* _PASSAGE GIVEN_:
## Start

There are probably many possible approaches, but I'll suggest one candidate step-by-step approach that I think might work well, given the information shown in your question:
1. Find the times
As a first step, I suggest that you estimate $Ta1,Ta2,Tb1,Tb2,Tb3$.
The good thing is that $Ta1,Ta2$ will be the same for all pixels of object A, and $Tb1,Tb2,Tb3$ will be the same for all pixels of object B. This means you only need to estimate 5 numbers, and you have an entire video to work with -- so you should have more than enough data to infer these 5 times.
One reasonable way to do this would be to do foreground-background segmentation to identify the foreground pixels, using the Running Gaussian Average with Selective Background Update method you already tried; as you said, this is already fairly accurate. It won't need to be perfect -- just getting it approximately right should be enough for what I'm going to suggest.

## End

* _MATERIAL SUPPLIED_:
## Start

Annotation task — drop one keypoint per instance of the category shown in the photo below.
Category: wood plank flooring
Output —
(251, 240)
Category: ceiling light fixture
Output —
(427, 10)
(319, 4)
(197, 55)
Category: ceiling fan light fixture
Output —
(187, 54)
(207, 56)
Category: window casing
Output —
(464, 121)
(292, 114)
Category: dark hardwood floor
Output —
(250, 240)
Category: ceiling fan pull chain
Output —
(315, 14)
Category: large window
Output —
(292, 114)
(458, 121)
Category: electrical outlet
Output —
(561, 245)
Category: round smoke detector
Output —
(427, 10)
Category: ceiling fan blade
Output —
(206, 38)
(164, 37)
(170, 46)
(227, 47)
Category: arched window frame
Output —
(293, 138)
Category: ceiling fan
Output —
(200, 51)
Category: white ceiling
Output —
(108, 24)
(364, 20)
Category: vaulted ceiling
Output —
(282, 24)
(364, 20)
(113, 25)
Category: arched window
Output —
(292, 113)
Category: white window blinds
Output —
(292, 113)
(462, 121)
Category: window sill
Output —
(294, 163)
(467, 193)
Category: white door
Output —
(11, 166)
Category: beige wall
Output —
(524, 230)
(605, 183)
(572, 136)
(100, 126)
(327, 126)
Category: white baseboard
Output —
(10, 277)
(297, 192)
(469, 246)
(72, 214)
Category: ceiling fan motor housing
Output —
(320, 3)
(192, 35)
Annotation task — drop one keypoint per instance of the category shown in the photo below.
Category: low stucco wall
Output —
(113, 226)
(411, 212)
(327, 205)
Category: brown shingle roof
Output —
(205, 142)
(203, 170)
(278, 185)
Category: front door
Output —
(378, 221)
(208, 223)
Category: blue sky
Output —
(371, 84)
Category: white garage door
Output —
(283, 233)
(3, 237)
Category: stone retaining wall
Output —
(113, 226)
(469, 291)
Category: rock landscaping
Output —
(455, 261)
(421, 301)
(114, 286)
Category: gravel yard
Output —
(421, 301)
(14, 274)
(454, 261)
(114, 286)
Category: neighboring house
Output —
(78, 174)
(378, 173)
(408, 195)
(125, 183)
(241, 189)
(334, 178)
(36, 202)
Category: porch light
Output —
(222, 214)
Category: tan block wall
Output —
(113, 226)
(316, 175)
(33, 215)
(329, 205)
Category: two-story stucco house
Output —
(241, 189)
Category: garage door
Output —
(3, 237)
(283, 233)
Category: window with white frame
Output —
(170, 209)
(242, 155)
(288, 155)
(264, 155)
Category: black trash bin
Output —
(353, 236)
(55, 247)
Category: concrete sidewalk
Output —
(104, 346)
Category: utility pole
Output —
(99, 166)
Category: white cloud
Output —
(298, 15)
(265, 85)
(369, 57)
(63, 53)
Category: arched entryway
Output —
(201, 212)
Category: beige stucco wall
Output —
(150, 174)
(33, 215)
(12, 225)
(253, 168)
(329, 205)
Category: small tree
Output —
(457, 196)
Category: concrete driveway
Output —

## End

* _EXERCISE SET_:
a. Do these statements agree with the passage on estimating the times? Answer yes or no for each and quote the deciding words. (i) The times for object A are the same for every pixel of that object. (ii) Seven numbers need to be estimated. (iii) The segmentation has to be perfect.
b. From the passage on estimating the times, reproduce the part that opens with the words containing "One reasonable way" and closes with "going to suggest.".

* _SOLVED PROBLEMS_:
a.
(i) Yes: "will be the same for all pixels of object A"
(ii) No: "you only need to estimate 5 numbers"
(iii) No: "It won't need to be perfect"

b.
One reasonable way to do this would be to do foreground-background segmentation to identify the foreground pixels, using the Running Gaussian Average with Selective Background Update method you already tried; as you said, this is already fairly accurate. It won't need to be perfect -- just getting it approximately right should be enough for what I'm going to suggest.